From the entries below, return exactly the lines beginning at the one that contains "Task: locate the power" and ending at the one that contains "Task: locate the sky.", both of them included, and only those lines.

### [Input data]

───

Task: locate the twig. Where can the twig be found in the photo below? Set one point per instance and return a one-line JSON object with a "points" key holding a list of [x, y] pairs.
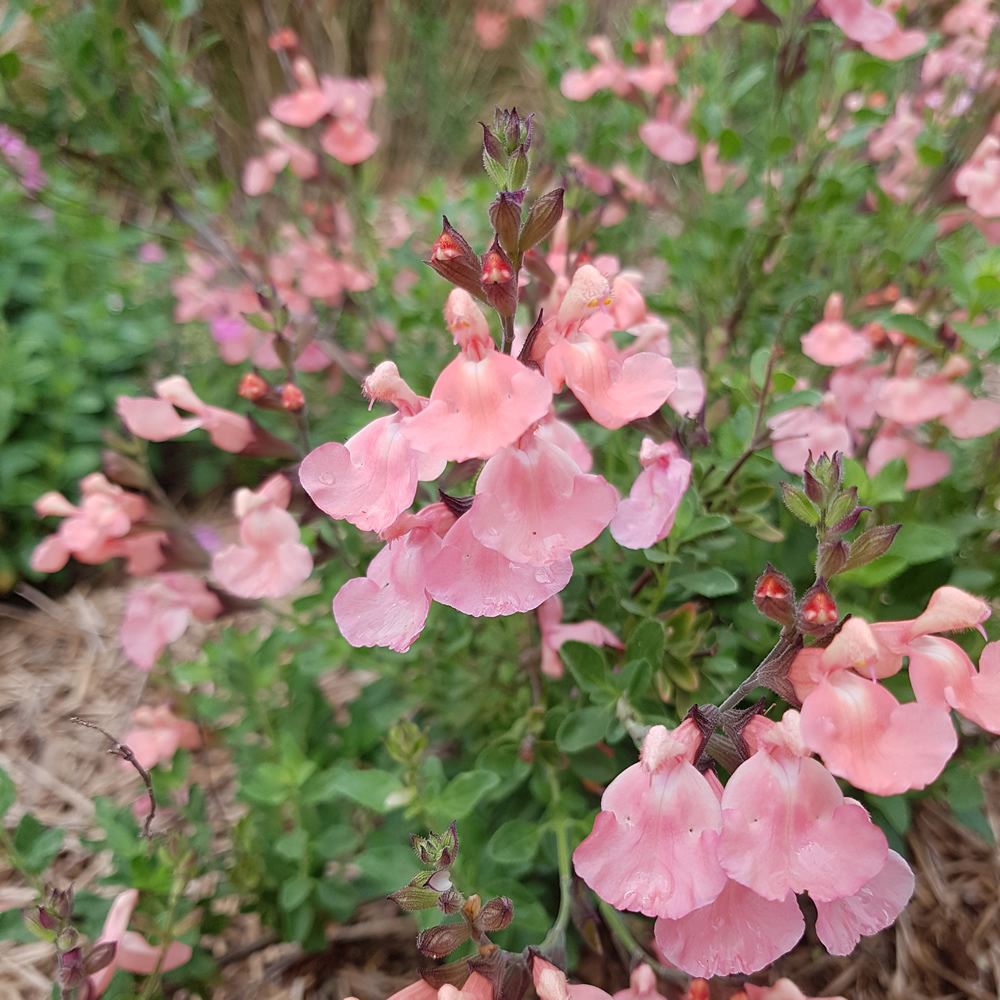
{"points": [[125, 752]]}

───

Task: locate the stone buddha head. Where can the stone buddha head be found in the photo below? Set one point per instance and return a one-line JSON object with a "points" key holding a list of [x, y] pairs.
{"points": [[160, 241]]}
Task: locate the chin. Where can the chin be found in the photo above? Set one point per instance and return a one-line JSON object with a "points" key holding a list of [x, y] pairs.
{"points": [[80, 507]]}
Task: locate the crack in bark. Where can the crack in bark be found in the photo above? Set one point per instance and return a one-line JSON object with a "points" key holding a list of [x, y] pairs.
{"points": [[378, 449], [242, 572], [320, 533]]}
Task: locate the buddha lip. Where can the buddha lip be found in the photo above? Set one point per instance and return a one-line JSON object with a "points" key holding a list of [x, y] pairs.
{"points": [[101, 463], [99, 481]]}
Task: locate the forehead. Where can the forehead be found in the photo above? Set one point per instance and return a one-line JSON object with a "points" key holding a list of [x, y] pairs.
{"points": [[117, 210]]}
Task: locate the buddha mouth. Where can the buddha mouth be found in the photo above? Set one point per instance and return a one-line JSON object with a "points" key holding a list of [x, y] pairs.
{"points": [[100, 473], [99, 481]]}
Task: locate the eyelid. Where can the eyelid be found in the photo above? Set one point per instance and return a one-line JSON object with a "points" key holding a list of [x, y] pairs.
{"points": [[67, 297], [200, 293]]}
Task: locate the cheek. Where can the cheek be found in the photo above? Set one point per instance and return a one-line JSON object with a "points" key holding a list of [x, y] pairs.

───

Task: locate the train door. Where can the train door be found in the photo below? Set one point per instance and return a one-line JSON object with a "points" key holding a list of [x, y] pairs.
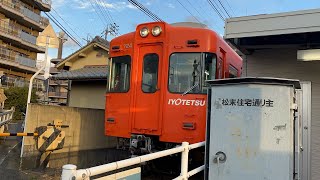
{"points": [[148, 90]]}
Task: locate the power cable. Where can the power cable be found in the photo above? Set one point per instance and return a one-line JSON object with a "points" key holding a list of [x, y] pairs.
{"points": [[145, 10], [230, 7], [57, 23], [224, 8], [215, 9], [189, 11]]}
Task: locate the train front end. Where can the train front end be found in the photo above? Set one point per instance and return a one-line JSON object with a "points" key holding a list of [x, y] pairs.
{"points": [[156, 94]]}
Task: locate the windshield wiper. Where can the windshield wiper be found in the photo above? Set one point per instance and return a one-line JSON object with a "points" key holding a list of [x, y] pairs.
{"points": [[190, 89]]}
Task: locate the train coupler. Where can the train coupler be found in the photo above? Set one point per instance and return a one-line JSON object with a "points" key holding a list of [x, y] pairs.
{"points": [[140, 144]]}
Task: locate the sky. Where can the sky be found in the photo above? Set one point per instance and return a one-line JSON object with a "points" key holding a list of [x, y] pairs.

───

### [Written answer]
Task: locate the power cable. Where can the power cable be found in the photo above? Set one point per instance and return a one-line JSON object with a "points" key holding a list of [x, y] pairs.
{"points": [[145, 10], [230, 7], [57, 23], [224, 8], [215, 9], [189, 11]]}
Task: locate the train front end. Where can the train front end be found in the photo above? Set one point per instance and return a one-line JSON object with a "points" key holding a list of [x, y] pairs.
{"points": [[156, 94]]}
Task: locate the windshield wiper. Where can the windshield wiper be found in the photo above? Set one point per instance and return a one-line JSON object with a "points" key holding a list of [x, y] pairs.
{"points": [[190, 89]]}
Task: locate the train coupler. Where can the train coupler be found in the photo above? Set one point per instance and return a one-line JSON object with a "points" key holding a list of [x, y] pairs.
{"points": [[140, 144]]}
Task: locate the sky. Where can the sky be found in the photo above? Set one point per instance and return a one-line JSON object with a "points" key holding a list of [x, y] pairs.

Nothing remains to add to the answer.